> _WORK TO COMPLETE_: Please pull out every line of the records that contains the word "marker" and copy each one in full.

> _MATERIAL_:
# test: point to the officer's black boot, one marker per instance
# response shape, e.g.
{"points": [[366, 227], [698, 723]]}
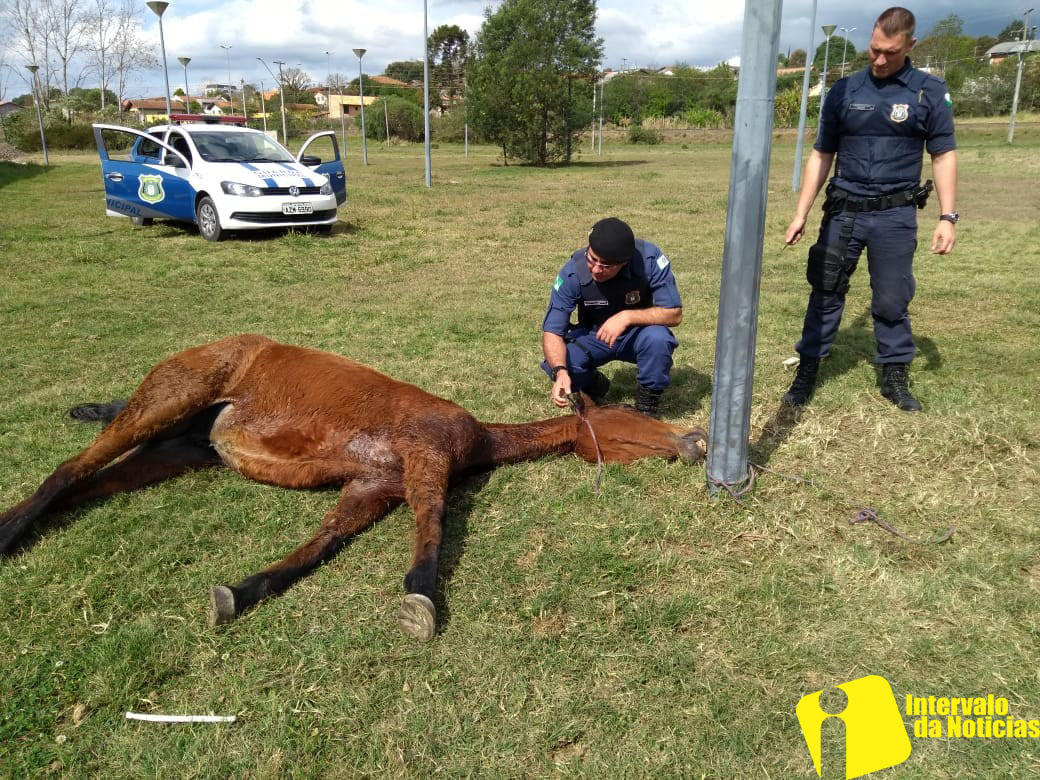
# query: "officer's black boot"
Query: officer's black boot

...

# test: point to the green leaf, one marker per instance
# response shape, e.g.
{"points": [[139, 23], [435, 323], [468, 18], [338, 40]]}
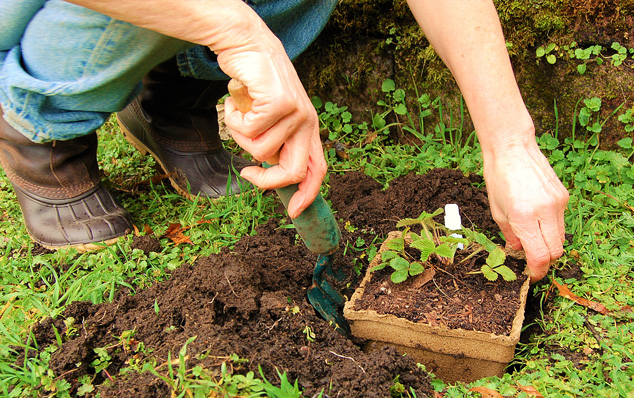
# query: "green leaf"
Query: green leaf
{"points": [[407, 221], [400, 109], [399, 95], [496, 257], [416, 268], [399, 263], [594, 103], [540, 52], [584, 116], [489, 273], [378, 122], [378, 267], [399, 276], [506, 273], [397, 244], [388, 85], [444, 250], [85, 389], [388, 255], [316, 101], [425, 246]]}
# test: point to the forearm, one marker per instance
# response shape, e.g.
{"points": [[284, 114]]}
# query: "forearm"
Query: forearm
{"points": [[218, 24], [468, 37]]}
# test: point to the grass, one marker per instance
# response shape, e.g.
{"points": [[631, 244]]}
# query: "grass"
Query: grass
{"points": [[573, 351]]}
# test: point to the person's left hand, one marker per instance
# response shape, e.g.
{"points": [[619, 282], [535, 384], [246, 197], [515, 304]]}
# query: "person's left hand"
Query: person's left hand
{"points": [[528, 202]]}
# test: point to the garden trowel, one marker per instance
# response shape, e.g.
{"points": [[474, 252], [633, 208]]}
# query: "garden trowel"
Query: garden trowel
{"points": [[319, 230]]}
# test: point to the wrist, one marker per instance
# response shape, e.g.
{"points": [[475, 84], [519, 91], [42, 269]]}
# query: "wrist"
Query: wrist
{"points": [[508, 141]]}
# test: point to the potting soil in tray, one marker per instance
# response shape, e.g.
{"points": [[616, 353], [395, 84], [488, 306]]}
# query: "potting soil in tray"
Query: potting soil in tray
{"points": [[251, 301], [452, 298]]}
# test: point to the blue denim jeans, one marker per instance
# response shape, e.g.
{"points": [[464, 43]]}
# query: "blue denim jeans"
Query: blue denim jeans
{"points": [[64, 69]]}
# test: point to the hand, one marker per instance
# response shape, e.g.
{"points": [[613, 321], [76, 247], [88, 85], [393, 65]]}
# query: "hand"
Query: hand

* * *

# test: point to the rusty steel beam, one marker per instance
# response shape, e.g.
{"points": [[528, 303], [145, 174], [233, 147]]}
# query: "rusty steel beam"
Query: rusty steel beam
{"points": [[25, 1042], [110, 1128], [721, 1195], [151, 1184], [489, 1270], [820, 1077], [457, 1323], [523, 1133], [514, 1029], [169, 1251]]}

> _ANSWER TO THE TASK_:
# test: point to the officer's black boot, one marker per instance
# test: point to the green leaf, one marker per instance
# test: point to the forearm, one marker per instance
# test: point to the grass, one marker per instance
# test: point to the person's left hand, one marker per instance
# test: point to the garden trowel, one marker per instance
# test: point to the wrist, one marker per instance
# test: point to the potting soil in tray, one marker per instance
# test: point to the blue denim jeans, one marker per instance
# test: point to the hand, one marker per instance
# test: point to the rusty steel beam, one marker per instance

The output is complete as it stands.